A
revista britânica The Economist considera que as íntimas e nada transparentes
ligações do clã Eduardo dos Santos com empresas brasileiras estão a preocupar o
dono de Angola e, por consequência, a estrutura generalícia que está no poder
há 40 anos.
“As
ligações com o Brasil e o papel que companhias como a Odebrecht e a Petrobras
tiveram na reconstrução e desenvolvimento do país a seguir à guerra civil, e a
extensão do contacto pessoal entre o Brasil e o Presidente de Angola, José
Eduardo dos Santos, e a elite das autoridades, parece apresentar um novo risco
para a reputação” do país, escrevem os peritos da unidade de análise económica
da revista britânica The Economist.
Na
nota enviada aos investidores, os analistas acrescentam que para além do risco
reputacional (que é coisa que não preocupa o regime), Angola enfrenta ainda o
risco de os investimentos brasileiros no sector da construção poderem
abrandar devido às consequências das investigações em curso no Brasil, não só
sobre o mega-processo Lava-Jato, mas também sobre alegadas más práticas das
construtoras brasileiras em África.

Tarefa 1 => Segundo o artigo sobre Angola, quais companhias brasileiras tiveram papel na reconstrução do país após a guerra civil?

Registros =>
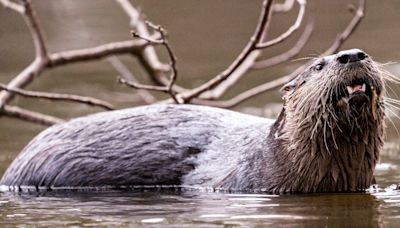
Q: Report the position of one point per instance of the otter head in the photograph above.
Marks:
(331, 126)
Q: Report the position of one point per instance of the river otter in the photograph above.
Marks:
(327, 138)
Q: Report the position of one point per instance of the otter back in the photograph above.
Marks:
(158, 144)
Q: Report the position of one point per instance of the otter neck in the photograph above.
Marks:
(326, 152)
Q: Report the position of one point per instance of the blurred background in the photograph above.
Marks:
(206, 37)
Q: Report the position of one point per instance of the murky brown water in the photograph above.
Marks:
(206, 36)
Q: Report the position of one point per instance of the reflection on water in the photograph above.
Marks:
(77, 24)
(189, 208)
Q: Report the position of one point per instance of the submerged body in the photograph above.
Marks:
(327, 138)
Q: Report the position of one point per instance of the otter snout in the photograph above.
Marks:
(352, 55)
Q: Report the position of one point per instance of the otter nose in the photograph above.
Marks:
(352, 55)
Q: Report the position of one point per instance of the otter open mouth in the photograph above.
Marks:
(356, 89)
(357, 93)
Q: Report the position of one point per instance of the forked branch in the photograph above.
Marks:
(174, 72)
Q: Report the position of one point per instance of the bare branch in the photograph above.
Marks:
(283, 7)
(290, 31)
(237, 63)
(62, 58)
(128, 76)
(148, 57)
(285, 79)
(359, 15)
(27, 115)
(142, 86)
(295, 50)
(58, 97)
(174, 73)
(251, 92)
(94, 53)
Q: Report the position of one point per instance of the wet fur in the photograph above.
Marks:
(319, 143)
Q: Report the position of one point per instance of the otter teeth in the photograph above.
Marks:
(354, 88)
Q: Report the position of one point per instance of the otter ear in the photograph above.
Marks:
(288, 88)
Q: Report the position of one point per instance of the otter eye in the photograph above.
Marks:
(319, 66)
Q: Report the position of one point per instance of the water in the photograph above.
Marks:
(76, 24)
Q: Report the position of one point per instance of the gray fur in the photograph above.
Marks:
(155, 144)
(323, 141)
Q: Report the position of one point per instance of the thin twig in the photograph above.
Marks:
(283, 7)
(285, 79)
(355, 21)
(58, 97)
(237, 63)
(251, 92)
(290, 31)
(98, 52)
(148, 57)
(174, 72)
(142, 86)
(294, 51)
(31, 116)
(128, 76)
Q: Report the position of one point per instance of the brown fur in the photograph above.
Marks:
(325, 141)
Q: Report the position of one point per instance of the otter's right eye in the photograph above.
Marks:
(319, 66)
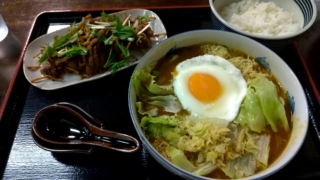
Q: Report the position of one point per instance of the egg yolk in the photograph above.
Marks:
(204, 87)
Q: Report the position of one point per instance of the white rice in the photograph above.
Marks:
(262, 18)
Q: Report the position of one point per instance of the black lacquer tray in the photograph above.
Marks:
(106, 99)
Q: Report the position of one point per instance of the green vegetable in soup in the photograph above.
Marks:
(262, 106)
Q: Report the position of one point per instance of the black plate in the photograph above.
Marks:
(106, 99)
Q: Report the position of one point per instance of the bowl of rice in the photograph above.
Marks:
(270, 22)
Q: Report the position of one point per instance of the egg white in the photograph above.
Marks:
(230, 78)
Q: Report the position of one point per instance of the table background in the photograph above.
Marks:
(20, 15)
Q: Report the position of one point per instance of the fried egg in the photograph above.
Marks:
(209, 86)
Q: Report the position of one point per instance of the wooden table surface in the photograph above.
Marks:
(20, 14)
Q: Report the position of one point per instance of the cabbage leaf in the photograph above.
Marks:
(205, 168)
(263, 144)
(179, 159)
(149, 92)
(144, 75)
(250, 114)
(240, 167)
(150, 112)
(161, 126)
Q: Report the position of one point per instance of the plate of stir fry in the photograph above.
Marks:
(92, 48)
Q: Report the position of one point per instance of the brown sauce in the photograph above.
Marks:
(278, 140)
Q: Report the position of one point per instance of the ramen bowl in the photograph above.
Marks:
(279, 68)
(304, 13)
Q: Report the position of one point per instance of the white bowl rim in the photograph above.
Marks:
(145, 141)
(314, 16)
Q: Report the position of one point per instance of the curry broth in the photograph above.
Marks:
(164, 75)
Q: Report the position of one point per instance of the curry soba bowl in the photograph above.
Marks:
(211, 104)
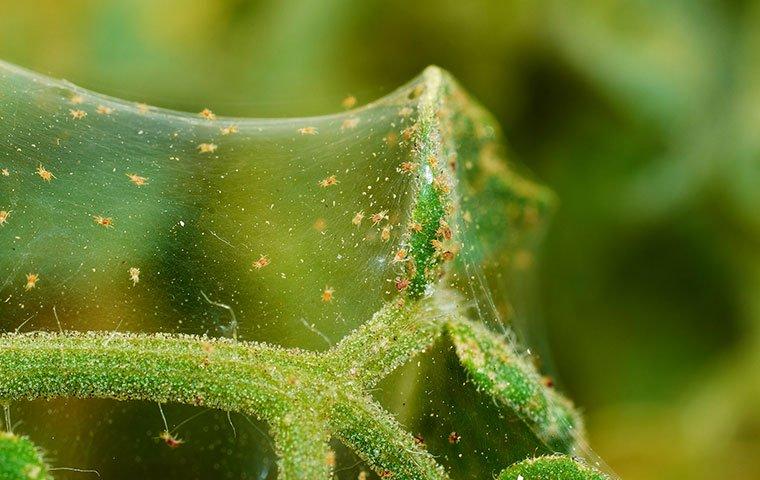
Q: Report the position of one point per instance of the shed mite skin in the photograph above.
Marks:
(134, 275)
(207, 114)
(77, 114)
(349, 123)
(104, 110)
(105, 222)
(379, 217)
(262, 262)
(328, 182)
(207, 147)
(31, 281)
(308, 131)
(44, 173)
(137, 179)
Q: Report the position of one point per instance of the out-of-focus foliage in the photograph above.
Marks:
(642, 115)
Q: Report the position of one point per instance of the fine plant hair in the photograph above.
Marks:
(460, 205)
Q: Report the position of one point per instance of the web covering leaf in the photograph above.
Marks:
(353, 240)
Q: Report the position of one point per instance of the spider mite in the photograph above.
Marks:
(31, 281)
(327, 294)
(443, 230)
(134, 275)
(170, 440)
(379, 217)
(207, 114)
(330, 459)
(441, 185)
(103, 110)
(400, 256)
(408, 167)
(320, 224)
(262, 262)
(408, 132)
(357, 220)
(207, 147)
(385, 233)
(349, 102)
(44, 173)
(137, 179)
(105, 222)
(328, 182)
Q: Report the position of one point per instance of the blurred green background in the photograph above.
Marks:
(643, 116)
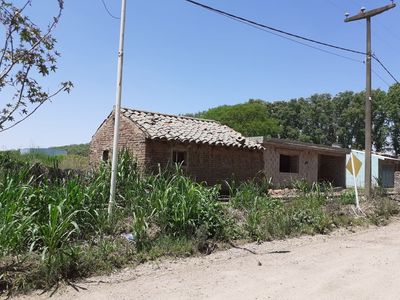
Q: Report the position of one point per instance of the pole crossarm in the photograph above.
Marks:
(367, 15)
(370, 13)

...

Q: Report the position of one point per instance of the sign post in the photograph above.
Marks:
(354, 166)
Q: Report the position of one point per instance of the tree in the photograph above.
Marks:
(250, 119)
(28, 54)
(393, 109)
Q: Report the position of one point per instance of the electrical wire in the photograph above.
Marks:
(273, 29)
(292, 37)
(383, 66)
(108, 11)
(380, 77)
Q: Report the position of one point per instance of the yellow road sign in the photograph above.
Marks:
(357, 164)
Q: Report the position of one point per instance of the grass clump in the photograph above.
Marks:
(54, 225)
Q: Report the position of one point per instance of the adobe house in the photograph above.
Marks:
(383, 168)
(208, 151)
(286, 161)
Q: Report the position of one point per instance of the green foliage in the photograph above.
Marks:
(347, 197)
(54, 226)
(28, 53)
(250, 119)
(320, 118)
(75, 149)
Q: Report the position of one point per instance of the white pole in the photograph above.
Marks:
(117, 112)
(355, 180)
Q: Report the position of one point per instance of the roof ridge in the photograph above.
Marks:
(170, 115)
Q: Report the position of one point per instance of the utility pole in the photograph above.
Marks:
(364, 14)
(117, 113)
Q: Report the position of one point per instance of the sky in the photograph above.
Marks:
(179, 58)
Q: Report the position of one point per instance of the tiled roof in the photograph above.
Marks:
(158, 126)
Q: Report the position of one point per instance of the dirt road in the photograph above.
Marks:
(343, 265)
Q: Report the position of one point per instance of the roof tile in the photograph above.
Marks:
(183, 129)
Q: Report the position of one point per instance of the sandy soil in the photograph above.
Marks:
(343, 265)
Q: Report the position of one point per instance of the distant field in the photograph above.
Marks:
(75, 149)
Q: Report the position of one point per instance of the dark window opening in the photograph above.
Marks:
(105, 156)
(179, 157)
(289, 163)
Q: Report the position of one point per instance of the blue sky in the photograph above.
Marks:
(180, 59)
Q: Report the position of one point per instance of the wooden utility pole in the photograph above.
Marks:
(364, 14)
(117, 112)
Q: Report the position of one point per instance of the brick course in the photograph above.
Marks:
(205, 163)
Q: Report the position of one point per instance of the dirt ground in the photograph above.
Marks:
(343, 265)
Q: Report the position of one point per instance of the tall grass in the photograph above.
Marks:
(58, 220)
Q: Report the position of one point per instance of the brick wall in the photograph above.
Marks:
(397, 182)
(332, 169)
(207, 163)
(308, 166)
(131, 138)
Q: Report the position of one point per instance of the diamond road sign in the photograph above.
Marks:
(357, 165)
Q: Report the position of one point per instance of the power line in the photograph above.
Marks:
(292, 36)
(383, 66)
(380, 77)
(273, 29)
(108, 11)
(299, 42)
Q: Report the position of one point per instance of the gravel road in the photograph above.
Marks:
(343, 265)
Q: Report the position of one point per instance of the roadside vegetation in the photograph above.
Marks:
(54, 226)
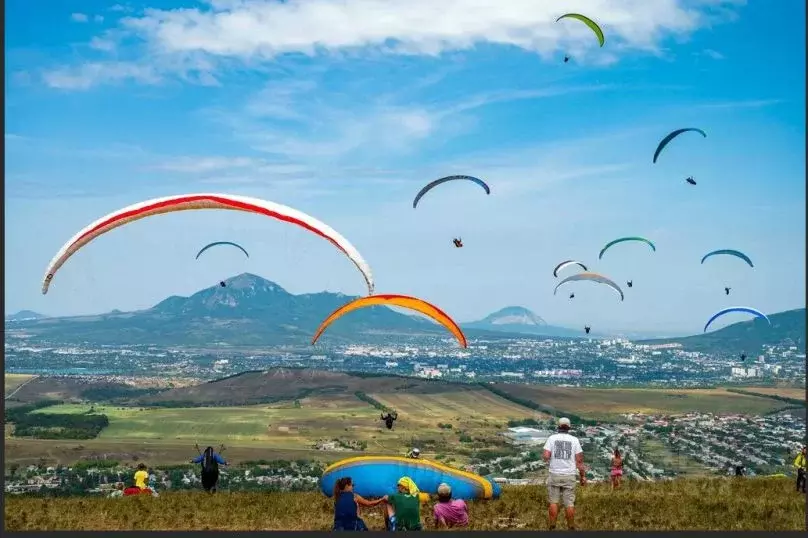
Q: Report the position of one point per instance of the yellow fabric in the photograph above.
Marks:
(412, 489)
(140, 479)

Tarefa 2 => Conte as linhas dos registros que contêm a palavra "branch", levando em conta maiúsculas e minúsculas. Responda apenas com o número.

Resposta correta 1 => A Odebrecht e a Petrobras.

Resposta correta 2 => 2